Task prompt> Please return every line in the entries below with the word "walking" in it.
Segment Start: Material supplied
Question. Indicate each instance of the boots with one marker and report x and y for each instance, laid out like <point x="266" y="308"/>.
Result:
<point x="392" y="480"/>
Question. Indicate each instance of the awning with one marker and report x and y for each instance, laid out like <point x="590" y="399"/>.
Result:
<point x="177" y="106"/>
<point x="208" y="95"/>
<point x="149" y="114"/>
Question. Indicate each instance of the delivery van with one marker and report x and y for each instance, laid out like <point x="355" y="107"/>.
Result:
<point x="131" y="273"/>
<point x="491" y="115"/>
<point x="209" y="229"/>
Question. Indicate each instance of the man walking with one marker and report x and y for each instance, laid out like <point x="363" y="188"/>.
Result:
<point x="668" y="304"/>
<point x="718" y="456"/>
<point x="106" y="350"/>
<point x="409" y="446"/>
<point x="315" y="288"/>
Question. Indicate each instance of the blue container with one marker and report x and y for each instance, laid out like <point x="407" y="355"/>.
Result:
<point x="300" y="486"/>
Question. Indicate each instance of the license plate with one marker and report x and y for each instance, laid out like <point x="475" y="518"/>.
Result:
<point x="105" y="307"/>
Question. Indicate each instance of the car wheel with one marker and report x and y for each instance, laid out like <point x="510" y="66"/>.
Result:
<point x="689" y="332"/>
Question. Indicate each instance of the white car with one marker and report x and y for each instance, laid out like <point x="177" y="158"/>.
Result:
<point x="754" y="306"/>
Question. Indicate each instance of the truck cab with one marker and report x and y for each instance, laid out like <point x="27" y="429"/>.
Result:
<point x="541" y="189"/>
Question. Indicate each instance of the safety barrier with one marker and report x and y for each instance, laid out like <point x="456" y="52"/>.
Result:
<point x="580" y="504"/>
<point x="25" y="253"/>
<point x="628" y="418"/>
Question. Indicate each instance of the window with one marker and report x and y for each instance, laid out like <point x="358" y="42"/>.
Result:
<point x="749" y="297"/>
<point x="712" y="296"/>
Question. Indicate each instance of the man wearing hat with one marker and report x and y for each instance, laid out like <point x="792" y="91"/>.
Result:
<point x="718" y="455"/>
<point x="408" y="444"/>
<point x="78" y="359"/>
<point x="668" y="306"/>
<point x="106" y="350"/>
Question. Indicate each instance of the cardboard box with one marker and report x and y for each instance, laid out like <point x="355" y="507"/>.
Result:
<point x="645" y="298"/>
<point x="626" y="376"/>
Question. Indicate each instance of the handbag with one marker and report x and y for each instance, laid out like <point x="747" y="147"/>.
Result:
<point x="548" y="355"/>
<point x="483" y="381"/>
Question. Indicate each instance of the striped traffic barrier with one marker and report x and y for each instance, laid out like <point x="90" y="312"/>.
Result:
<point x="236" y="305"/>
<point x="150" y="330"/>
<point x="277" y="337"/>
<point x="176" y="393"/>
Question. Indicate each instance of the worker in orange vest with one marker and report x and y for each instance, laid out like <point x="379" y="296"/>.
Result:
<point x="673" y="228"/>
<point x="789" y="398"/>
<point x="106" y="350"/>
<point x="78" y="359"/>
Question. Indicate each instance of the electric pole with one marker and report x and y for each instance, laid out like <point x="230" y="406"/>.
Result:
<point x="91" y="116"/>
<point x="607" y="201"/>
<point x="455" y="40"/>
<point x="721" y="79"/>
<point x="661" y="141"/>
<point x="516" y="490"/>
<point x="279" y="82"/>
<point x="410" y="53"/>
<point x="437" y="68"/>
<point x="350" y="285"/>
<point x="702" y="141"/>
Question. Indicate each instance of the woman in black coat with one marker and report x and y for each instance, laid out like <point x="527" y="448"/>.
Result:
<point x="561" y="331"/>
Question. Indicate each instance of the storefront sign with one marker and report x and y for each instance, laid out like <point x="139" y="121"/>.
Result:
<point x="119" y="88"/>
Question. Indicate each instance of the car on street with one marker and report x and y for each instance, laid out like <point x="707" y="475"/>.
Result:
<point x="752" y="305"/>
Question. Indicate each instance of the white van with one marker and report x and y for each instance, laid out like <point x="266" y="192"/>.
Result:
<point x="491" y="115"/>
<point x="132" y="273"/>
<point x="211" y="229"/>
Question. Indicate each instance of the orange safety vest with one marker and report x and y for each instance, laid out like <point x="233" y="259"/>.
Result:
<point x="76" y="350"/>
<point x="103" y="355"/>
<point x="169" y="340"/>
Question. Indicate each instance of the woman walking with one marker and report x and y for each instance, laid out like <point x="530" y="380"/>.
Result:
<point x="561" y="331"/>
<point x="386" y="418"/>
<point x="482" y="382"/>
Segment End: Material supplied
Response for this exercise>
Question. Indicate each instance of the man walking with one marker and report x and y for each instance, laid out like <point x="363" y="188"/>.
Question. Indicate each instance of the woman walking with one marker and report x and y for each instance, laid out like <point x="530" y="380"/>.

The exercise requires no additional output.